* [Text extract]
+-------+

Between delivering one-liners dripping in satire and the follow-up laughter of us both, King Princess takes audible drags of either a joint, or her beloved JUUL. She’s calling from Los Angeles but the image in my head is practically HD as she speaks. It helps that she posts unfiltered snapshots of her life on just about every platform going, but her sometimes matter-of-fact, sometimes brutally poignant lyricism paints a just as honest picture. 

In case you couldn’t tell from her name, King Princess is pretty good at conjuring an image. After signing as the first (and currently, the only) artist on Mark Ronson’s Zelig Records, her February 2018 breakout track “1950” saw her as the moustachioed lead singer of a house band in the video to accompany her ode to unrequited queer love. Since the song’s almost-overnight success, she’s followed up with music to soundtrack her world that’s equal parts camp, courageous and tender.

Before she gave herself royal status, King Princess grew up as Mikaela Straus, a Brooklyn resident and daughter of the owner of Mission Sound studio. Recording there came with a cautionary clause – you might end up with Straus, something of a prodigy, on your song. With a childhood spent adding background flourishes to tracks when her dad needed a hand, and crossing paths with the likes of Arctic Monkeys, Missy Elliot and Matt & Kim, she’s had a few years to dream what her own offering might be.

So far, we’ve seen her caress a sex doll in the video for “Talia” (in place of a girlfriend who left her), she’s watched herself in trash TV shows from a comically large sofa to the sound of “Cheap Queen”, and raved about the divinity of relationships with women in front of a knowingly crass green screen for “Pussy is God”. 

Brazenly self-aware imagery set against intimately personal lyrics is what Ms Queen deals in. Despite being a self-defined “rocker girl”, watching pop powerhouses gave her a penchant for visual drama, pyrotechnics and all. “I want to be lowered from the ceiling,” she tells me. “You know what I mean? That type of shit, I LOVE that! I love a show.” “Prophet”, her most recent release when we speak, is her finest example to date.

“There’s me fucking dressed up as a football player and a group of butch-ass men,” she guffaws down the line. “I’m like, little twinky spice over here!” Directed by Cody Critcheloe, the video sees her dressed as machismo caricatures while she sings about feeling monetised by men; feeling watched, feeling letched over, and “being in love with someone through that”.

“As people, as queer people, as women, whatever you identify with, you have these kind of instinctual feelings about how you’re looked at,” she says. “How your love is observed, and how you’re personally looked at.”

+-------+

* [Entries provided]

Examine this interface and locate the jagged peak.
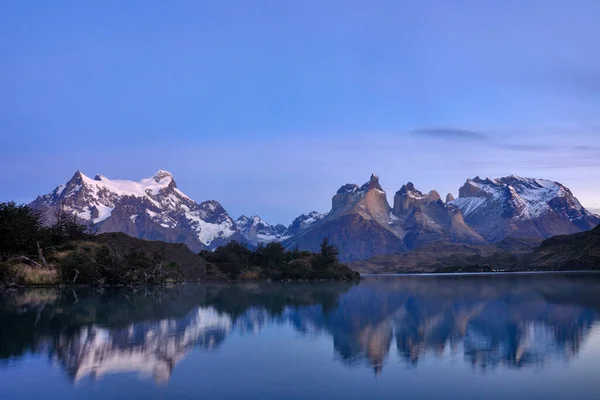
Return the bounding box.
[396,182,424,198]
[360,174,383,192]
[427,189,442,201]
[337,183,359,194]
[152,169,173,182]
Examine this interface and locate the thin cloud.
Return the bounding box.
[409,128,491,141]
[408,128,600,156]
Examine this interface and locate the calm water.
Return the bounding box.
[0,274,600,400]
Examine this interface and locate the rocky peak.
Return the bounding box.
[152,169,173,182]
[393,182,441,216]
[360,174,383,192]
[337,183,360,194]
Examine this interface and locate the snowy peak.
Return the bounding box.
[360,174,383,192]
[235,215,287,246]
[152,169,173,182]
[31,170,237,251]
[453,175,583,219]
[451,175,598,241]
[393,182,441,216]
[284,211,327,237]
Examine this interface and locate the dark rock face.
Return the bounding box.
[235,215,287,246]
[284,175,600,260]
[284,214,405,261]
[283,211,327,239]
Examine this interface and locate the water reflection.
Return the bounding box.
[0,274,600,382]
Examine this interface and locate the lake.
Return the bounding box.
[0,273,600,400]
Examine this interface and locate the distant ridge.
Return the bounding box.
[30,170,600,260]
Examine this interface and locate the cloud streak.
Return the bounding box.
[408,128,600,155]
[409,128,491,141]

+-------+

* [Tasks and exercises]
a – Answer these questions from the King Princess profile:
(i) Which record label did she sign to as its first artist?
(ii) What studio does her father own?
(iii) Who directed the video for "Prophet"?
b – Recast the paragraph of the King Princess profile that begins "Before she gave herself royal status" as a bulleted list, keeping its main facts.
c – Carry the King Princess profile forward from its final sentence.
The rows play no part in what is asked here.

* [Answers to the tasks]
a –
(i) Mark Ronson's Zelig Records
(ii) Mission Sound
(iii) Cody Critcheloe

b –
- King Princess grew up as Mikaela Straus in Brooklyn.
- Her father owns the Mission Sound studio.
- Anyone recording there might end up with Straus, something of a prodigy, on their song.
- As a child, she added background flourishes to tracks when her father needed help.
- She crossed paths with Arctic Monkeys, Missy Elliot and Matt & Kim.
- She has had a few years to imagine what her own music might be.

c –
“It’s really triggering,” she explains — still laughing — that the video is as autobiographical as any of her work, and sees her served as dessert to a table of literal corporate pigs, “‘cause you’re like: ‘Oh I’m gonna be in this semi-factual video about my life, let me just get in this cake that’s shaped like me, and then let all these men eat my fucking cake pussy!’”

That’s her constant – toeing the line between emotional depth, and to put it simply, having a really good fucking time expressing herself creatively. Her debut album Cheap Queen — due for release 18th October — is just as honest, tracking the 20-year-old’s shift into adulthood as a gay, genderqueer person. The timeless timbre of her voice collides with guitar-led songs, sometimes wistful, sometimes untouchable. While simultaneously working on the record, she’s been uploading contrasting hyperactive remixes to her Soundcloud, featuring samples of Tyra Banks and Meryl Streep over the sonic assault of lurching bass lines. See? A really good fucking time.

Between piano ballads (“Isabel’s Moment” will claw at your heart) and juddering, arms-in-the-air anthems (“Watching My Phone”) Cheap Queen is Straus’ diary set to music. “Homegirl” wrenchingly describes infatuation and the trials of queer love and lust in a heteronormative world, while closer “If You Think It’s Love” is breathtakingly vulnerable on uncertainty in all aspects of life (“If this is love / I want my money back / ‘cause I could use the check to spend it on a better heart / to wear upon my sleeve”). Running through heartbreak, King Princess is positioning herself to be firmly visible, voicing her experience as a part of the LGBTQ+ community on her undeniably important debut.

So, here we are, introducing King Princess ahead of her first album proper. Not that she needs us to. She’s already baring all to an inclusive, adoring audience that’s only about to grow.

King Princess for the Autumn 19 issue of Wonderland glitter bikini
King Princess for the Autumn 19 issue of Wonderland check skirt

(LEFT) Jacket CELINE available at BARNEYS NEW YORK, trousers CELINE available at BARNEYS NEW YORK, bra VINTAGE from PALACE COSTUME & PROP
(RIGHT) Blouse BURBERRY available at BARNEYS NEW YORK, T-shirt VINTAGE, skirt BURBERRY available at BARNEYS NEW YORK, shoes DR. MARTENS, ring KP’s own

King Princess for the Autumn 19 issue of Wonderland glitter bikini
Jacket CELINE available at BARNEYS NEW YORK, trousers CELINE available at BARNEYS NEW YORK, bra VINTAGE from PALACE COSTUME & PROP
King Princess for the Autumn 19 issue of Wonderland check skirt
Blouse BURBERRY available at BARNEYS NEW YORK, T-shirt VINTAGE, skirt BURBERRY available at BARNEYS NEW YORK, shoes DR. MARTENS, ring KP’s own

KP on the line, how are you? 
I am doing really good, I just got home from seeing my family on the East Coast for a week, ‘cause I’ve been touring, doing festivals all summer, and it’s been a little transient, like I haven’t been able to stay in one place for a minute, but I have this week in LA and I’ve been working on music. 

I actually saw you at Glastonbury, it was great! I brought all my friends out, I got sunstroke. Oh my god it was so hot!
Oh my god that’s crazy, I hope you were enjoying my show and not like, vomiting.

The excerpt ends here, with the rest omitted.